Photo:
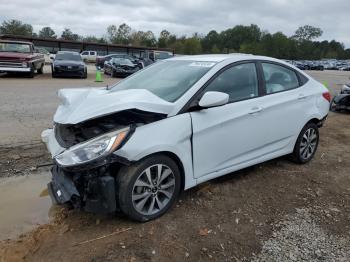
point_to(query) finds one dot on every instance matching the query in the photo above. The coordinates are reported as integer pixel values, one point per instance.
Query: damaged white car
(134, 146)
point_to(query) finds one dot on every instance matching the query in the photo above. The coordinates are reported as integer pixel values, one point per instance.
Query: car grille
(69, 68)
(9, 63)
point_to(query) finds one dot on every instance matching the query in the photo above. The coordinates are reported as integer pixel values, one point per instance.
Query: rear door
(285, 104)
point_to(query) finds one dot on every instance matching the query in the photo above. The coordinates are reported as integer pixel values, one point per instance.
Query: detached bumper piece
(91, 193)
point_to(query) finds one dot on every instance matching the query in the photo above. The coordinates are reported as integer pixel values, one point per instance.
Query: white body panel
(208, 142)
(82, 104)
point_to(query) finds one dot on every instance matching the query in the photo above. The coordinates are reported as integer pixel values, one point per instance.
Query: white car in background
(89, 56)
(178, 123)
(46, 55)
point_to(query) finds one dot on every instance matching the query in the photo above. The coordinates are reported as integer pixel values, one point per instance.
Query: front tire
(306, 145)
(41, 70)
(31, 72)
(149, 188)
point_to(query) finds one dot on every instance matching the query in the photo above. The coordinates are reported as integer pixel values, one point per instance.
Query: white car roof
(222, 57)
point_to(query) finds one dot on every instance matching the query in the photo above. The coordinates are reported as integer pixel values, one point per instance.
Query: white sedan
(182, 121)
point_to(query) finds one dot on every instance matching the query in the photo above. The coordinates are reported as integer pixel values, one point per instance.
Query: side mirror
(213, 99)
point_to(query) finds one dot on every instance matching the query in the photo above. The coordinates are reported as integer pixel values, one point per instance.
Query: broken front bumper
(91, 192)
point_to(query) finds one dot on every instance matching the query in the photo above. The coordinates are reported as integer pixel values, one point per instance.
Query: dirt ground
(276, 211)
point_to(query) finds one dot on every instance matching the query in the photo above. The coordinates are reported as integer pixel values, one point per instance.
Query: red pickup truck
(18, 56)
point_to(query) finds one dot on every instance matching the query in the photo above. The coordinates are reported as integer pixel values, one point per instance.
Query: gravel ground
(300, 238)
(275, 211)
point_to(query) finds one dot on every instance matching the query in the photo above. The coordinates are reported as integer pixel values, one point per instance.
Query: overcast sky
(183, 17)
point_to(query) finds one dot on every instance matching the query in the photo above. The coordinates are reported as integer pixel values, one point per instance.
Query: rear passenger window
(279, 78)
(239, 82)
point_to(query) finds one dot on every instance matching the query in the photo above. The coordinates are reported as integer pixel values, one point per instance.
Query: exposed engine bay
(68, 135)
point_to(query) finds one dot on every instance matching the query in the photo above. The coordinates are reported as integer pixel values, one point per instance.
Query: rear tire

Problem details:
The entire listing above, minus its pictures, should be copied out exactly.

Answer to this exercise:
Photo:
point_to(query) finds one dot on every instance matching the query in the photo above. The coordinates are reported as integer pixel values, one point per instance.
Query: damaged white car
(134, 146)
point_to(query) finds one dot on every instance matching the query in the photo above. The coordinates are reported as integer pixel values, one point per instance.
Query: car grille
(69, 68)
(9, 63)
point_to(query) finds one dot on every instance matching the query in the photo above. The coordinates are reported as integer pixel values, one point per instance.
Query: rear door
(285, 104)
point_to(query) finds one dot on every instance matching the query in the photo above. The coordinates are reported as integer pixel values, one point per instance.
Query: detached bumper piece
(91, 193)
point_to(query) finds one dot on every instance matching the query in the photo above. The coordinates are reported as integer pixel values, one point per instance.
Query: white body panel
(208, 142)
(82, 104)
point_to(query) finds one dot on every instance matching the query in the photo above. The coordinates are reported as integer pixel values, one point per instance.
Query: white car in background
(89, 56)
(178, 123)
(46, 55)
point_to(query) finds one dot on every instance matching the query in the photo above. The coordinates are reported as integer pixel values, one point per instance.
Query: front tire
(306, 145)
(41, 70)
(31, 72)
(149, 188)
point_to(query) finds one dot on every instance matching the query in the photo above. The coordinates are reported as integer pixel values, one point per instance.
Query: white car roof
(222, 57)
point_to(query) finds one dot on every instance matching the query in the photo above. The coordinates are reported as integer pixel values, one point per instance.
Query: white sedan
(182, 121)
point_to(query) finds one dot on every instance matching the query in the photo above. The coordinates are reported as integer pixel values, one point per instance.
Query: side mirror
(213, 99)
point_to(query) finds one dot on every instance matching the query in the photo above. The coordinates are reported as integer pixel values, one point per instance.
Query: broken front bumper
(91, 192)
point_to(query) finds one dot on every instance matching the query in the photo above. The coordinates are reported as integer pixel values, one point per instance.
Query: dirt ground
(276, 211)
point_to(query) finds one dot on every instance matching the query in the photo above. The coordinates are reported as integer pixel values, one point per instance.
Query: red pickup truck
(18, 56)
point_to(query) finds one dot on every instance matching the query in the photo above. The coordinates are reported as integer pixel values, one point per instance.
Query: gravel ground
(300, 238)
(275, 211)
point_to(query) finds one dot on every instance matching the query in the photo above. The coordinates are reported as integer pixel values, one point per instance.
Query: overcast sky
(183, 17)
point_to(query) finds one dot on every instance matching the query in the photo above. The coordinates are reported as integer pixel values, one point per instance.
Query: rear passenger window
(279, 78)
(239, 82)
point_to(query) finds one dot on every instance matching the query in the photo above. The coordinates are reported as integer pixel values, one point per instance.
Query: exposed engine bay
(68, 135)
point_to(query) finds one dot on every instance matching the query in the photo above. The coordinates are reported as integer pixel values, one point per instance.
Query: rear tire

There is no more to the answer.